Given text:
Negotiation is viewed by many as a ‘Dark Art’. It is something that many approach with a sense of trepidation. The cynic in me often feels such perceptions are perpetuated to justify the five figure fees of many negotiation courses. This is because in my experience, comfort and success in negotiation can be greatly improved by answering some very simple and practical questions:

1. Is this the right time to negotiate?

Have you ever had the experience of someone phoning you, as you’re rushing to get ready for an important event, or as you’re trying to get food on the table for a hungry family? How receptive are you to the call? For most people, it’s ‘not very receptive at all’. In such circumstances, it is often best not to get involved in a conversation and instead reschedule for another time.

A negotiation is simply a specific type of conversation and so follows the same general rules as all conversations. If it starts well, it often finishes well. If it starts badly, it can be very difficult to ‘get it back’.

Consequently, it is worth asking yourself whether now is the right time for negotiating and explicitly asking the other party whether it’s the right time for them too.

2. Is this the right location to negotiate?

Many a fundraiser will tell you that asking for a donation is often easier when the would be recipients are physically in the background and visibly benefiting from the charity’s work. Far more practically, choosing a location where distractions are kept to a minimum can greatly increase negotiation success.

What to work on:
a. What does the negotiation text call a negotiation?
b. Extend the negotiation text onward from its final sentence.
The rows play no part in the work on this text.

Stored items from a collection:
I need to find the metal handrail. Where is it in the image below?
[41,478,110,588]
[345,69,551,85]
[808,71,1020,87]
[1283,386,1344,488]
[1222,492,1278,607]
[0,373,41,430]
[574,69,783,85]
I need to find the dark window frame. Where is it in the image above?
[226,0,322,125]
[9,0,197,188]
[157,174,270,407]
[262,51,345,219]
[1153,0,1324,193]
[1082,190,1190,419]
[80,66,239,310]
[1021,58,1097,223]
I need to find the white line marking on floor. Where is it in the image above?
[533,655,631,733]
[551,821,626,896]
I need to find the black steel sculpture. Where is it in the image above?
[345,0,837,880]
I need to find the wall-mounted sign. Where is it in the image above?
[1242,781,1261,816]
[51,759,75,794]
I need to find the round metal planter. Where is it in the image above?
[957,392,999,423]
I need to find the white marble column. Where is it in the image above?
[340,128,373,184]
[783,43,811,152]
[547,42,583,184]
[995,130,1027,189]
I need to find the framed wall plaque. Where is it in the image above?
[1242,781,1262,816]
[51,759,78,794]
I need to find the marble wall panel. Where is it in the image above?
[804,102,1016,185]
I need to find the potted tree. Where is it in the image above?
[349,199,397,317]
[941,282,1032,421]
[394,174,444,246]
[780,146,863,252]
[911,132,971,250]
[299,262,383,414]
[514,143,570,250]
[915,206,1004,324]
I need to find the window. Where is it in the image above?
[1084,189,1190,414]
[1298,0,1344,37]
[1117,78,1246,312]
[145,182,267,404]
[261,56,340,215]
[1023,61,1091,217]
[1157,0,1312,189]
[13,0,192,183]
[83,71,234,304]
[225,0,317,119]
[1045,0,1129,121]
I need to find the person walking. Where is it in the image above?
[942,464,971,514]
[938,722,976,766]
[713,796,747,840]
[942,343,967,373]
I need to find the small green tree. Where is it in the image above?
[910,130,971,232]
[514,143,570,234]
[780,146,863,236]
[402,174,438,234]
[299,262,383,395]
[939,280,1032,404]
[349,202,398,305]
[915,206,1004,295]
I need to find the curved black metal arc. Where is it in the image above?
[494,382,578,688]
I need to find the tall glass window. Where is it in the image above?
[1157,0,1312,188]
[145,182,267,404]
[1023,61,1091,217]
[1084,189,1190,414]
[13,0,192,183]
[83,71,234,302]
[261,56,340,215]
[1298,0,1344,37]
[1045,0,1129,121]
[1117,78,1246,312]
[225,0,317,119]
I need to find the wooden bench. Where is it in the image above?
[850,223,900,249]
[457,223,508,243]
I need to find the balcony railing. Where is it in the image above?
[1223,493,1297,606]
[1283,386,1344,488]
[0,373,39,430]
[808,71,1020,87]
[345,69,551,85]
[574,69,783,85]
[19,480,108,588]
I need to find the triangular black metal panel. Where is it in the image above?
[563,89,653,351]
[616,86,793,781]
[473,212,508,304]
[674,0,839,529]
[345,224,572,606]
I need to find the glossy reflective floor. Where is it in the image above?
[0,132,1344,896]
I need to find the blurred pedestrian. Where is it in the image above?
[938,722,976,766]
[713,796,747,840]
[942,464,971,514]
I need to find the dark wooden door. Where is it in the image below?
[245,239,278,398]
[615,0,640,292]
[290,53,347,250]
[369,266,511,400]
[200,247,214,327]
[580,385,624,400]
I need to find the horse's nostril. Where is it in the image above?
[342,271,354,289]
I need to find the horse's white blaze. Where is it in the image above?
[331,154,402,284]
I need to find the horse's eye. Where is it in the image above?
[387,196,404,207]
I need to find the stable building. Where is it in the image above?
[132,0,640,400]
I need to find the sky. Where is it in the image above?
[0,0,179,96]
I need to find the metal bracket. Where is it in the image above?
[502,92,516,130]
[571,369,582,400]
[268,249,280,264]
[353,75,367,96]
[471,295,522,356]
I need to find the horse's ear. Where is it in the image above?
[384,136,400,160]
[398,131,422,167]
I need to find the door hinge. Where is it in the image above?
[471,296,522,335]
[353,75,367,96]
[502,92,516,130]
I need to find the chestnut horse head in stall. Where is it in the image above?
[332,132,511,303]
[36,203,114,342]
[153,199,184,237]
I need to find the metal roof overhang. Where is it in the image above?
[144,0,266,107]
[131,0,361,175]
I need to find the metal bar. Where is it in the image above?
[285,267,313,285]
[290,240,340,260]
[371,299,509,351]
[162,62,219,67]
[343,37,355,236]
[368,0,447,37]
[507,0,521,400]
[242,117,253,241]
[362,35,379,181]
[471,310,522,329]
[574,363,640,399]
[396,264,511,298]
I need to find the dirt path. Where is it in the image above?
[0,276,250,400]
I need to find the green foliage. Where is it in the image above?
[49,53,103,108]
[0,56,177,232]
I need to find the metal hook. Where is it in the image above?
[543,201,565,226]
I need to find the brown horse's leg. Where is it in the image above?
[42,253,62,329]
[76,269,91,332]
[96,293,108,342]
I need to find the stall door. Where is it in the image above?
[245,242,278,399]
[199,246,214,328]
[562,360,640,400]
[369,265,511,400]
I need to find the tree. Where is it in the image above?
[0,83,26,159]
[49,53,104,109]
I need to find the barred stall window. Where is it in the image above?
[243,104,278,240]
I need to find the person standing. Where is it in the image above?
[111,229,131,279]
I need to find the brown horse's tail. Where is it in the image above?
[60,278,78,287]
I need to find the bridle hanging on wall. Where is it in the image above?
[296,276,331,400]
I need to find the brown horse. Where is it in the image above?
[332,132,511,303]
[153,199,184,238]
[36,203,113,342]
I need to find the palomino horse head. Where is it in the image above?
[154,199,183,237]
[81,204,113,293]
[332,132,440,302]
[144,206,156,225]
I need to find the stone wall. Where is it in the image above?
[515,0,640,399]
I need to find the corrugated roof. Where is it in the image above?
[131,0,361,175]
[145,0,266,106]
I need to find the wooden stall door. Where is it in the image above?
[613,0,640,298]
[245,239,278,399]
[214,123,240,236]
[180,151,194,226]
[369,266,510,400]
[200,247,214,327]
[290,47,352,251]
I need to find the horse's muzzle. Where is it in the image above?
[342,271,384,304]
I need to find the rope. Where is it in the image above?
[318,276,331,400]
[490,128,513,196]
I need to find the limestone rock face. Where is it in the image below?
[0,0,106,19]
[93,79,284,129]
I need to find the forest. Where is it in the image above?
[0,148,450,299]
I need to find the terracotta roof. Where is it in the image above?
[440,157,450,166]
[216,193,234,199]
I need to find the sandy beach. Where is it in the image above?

Responses in order:
a. A specific type of conversation.

b.
3. Is the person you’re negotiating with in a position to decide?

I have seen some outstanding examples of negotiation completely wasted because upon reaching a ‘deal’ one of the parties says; “I’m just going to have to OK this with my boss.”

When this happens the negotiation often has to start all over again with the boss and much of the time already committed is wasted. Consequently, it’s important to check that your counterpart can make a decision. If they can’t, it is perfectly reasonable to insist that the negotiation does not start until the decision maker is present.

4. Are you the right person to be negotiating for your organisation?

In an ideal world, issues such as your age, gender, nationality and status would have no bearing on your perceived capability to negotiate. However, we do not live in an ideal world, and the preconceived ideas held by your counterpart may mean that someone else in your organisation will get a better deal than you.

5. Is it worth negotiating?

It may be that your counterpart’s preconceptions/discriminatory views are sufficiently contra to your and/or your organisation’s values that continuing negotiation becomes untenable. Even, when such preconceptions do not exist, it is still worth asking yourself whether negotiating is worth the effort. Essentially, you should consider negotiating when doing so can potentially provide you and your negotiating partner with something better than a non-negotiated outcome. However sometimes the alternatives to negotiating are preferential. In such circumstances saying ‘No’ to negotiation is the right answer.

6. Have you devoted sufficient time to your BATNA?

The styles, processes and skills for negotiation are best developed through training and practice rather than through a blog post. However, a stand-out requirement for any negotiation is a good BATNA: Best Alternative To a Negotiated Agreement.

Taking the time and effort to develop a strong BATNA is crucial to successful negotiation. Psychologically it can have a profound effect, as a strong BATNA allows you to approach a negotiation knowing that, even if it fails, the alternative is still OK.

To quote the late publisher Felix Denis (a renowned negotiator);

“You have to persuade yourself that you absolutely don’t care what happens. I absolutely promise you, in every serious negotiation, the man or woman who doesn’t care is going to win.”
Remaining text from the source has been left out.